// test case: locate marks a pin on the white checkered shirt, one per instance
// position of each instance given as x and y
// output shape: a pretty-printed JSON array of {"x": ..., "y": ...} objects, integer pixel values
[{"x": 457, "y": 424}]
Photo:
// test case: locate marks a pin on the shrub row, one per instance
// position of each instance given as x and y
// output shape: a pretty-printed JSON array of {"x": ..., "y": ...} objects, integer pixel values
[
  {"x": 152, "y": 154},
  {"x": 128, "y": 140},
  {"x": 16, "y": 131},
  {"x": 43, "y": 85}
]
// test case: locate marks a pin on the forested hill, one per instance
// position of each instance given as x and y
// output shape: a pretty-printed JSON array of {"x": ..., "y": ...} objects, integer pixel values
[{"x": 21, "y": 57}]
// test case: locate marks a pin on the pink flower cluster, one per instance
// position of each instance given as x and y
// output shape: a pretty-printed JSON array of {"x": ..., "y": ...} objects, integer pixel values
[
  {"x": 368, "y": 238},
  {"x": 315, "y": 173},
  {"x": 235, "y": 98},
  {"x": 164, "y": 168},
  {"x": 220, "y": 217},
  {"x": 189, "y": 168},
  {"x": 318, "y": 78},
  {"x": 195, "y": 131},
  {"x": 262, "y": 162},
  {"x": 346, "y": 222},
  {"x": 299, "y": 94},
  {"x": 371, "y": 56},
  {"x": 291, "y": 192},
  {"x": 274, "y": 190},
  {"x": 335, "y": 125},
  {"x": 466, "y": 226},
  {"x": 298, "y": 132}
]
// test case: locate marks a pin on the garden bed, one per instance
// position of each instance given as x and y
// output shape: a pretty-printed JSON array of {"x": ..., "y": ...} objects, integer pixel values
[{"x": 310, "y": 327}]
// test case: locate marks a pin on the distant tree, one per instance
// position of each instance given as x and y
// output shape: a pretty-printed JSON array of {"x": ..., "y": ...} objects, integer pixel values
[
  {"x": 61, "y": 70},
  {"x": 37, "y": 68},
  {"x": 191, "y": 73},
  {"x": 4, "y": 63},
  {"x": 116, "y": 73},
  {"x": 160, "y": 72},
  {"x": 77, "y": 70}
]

++++++++++

Assignment »
Set down the entries again, exactly as they stand above.

Task solution »
// test case: locate marks a pin on the white checkered shirt, one per instance
// position of each instance given as x and y
// output shape: a pretty-printed JSON array of {"x": ..., "y": ...} objects, integer pixel values
[{"x": 457, "y": 424}]
Photo:
// test case: locate marks a pin on the shrub row, one per instance
// position of each instance given as x and y
// output shape: a pretty-printed JSON array of {"x": ..., "y": ...} objects, integer pixel values
[
  {"x": 152, "y": 154},
  {"x": 128, "y": 140},
  {"x": 16, "y": 131},
  {"x": 43, "y": 85}
]
// test case: locate marks a pin on the forested hill, one per instance
// position of each instance given as x and y
// output shape: a pretty-printed JSON array of {"x": ..., "y": ...} objects, integer pixel values
[{"x": 21, "y": 57}]
// test case: locate marks a pin on the pink flower cluster, one per instance
// position of each instance given as x and y
// output shape: a pretty-printed JSON array of {"x": ..., "y": ...} objects, integer pixel values
[
  {"x": 368, "y": 238},
  {"x": 315, "y": 173},
  {"x": 235, "y": 98},
  {"x": 164, "y": 168},
  {"x": 220, "y": 217},
  {"x": 189, "y": 168},
  {"x": 318, "y": 78},
  {"x": 195, "y": 131},
  {"x": 262, "y": 162},
  {"x": 346, "y": 222},
  {"x": 299, "y": 94},
  {"x": 371, "y": 56},
  {"x": 291, "y": 192},
  {"x": 274, "y": 190},
  {"x": 335, "y": 125},
  {"x": 466, "y": 226},
  {"x": 298, "y": 132}
]
// test case: locate marks a pin on the garden bed, one per instance
// position of each instance given as x and y
// output shape: a pretty-printed JSON array of {"x": ..., "y": ...} objects, integer pixel values
[{"x": 310, "y": 327}]
// test case: locate marks a pin on the distant tree, one per instance
// position of each instance given as x and y
// output shape: a pretty-printed JSON array of {"x": ..., "y": ...} objects, integer pixel values
[
  {"x": 61, "y": 70},
  {"x": 37, "y": 68},
  {"x": 191, "y": 73},
  {"x": 4, "y": 63},
  {"x": 116, "y": 73},
  {"x": 160, "y": 72},
  {"x": 77, "y": 70}
]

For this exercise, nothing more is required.